**What you have to do**
The material below contains a line with "of the black" and a line with "of the green". Copy exactly those two lines and all lines between them.

**Records provided**
☆ ☆ ☆

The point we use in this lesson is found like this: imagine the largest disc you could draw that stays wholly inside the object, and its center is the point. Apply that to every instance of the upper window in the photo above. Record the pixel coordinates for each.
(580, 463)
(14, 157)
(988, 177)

☆ ☆ ☆

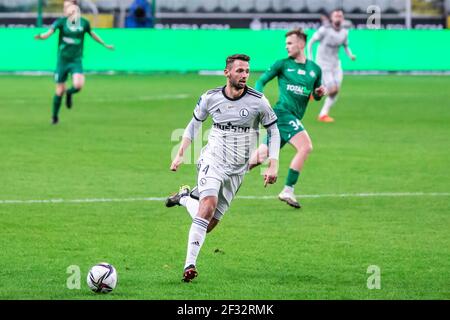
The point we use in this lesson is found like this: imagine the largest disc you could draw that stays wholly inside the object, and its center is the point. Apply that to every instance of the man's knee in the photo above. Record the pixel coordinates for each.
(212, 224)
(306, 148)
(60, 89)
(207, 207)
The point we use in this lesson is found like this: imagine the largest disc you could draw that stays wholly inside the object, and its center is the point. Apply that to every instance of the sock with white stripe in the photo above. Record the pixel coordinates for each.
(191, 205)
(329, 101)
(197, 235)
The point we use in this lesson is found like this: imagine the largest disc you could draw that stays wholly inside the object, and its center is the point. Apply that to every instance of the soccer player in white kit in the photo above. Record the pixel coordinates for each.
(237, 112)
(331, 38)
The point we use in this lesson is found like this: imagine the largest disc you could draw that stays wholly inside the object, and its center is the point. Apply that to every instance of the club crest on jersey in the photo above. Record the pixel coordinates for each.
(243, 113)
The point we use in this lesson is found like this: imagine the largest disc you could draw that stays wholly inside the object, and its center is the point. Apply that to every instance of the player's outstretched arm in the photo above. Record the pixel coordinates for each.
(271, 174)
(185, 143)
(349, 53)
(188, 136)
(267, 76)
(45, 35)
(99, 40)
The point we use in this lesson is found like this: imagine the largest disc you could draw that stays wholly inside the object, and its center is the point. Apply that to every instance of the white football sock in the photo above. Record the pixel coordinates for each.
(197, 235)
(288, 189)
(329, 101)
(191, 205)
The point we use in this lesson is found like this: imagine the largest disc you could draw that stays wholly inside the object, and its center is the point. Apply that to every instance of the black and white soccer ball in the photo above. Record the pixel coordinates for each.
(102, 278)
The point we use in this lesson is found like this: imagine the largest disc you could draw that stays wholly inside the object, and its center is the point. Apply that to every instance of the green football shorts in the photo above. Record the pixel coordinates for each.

☆ ☆ ☆

**Written answer**
The point we use in this lesson is found like this: imagine the largest disc you could draw that stays wholly inside the object, and its center is the point. Apply that to every instance of the black and white soccer ball in the photo above. Record the pixel coordinates for each.
(102, 278)
The point we use in this lesson is found like this: imagine the largest disc you could draw that stays wholly inside the object, and its center is the point. Apply that to every instance of the green football shorts in the photo above. Record the pixel coordinates for each.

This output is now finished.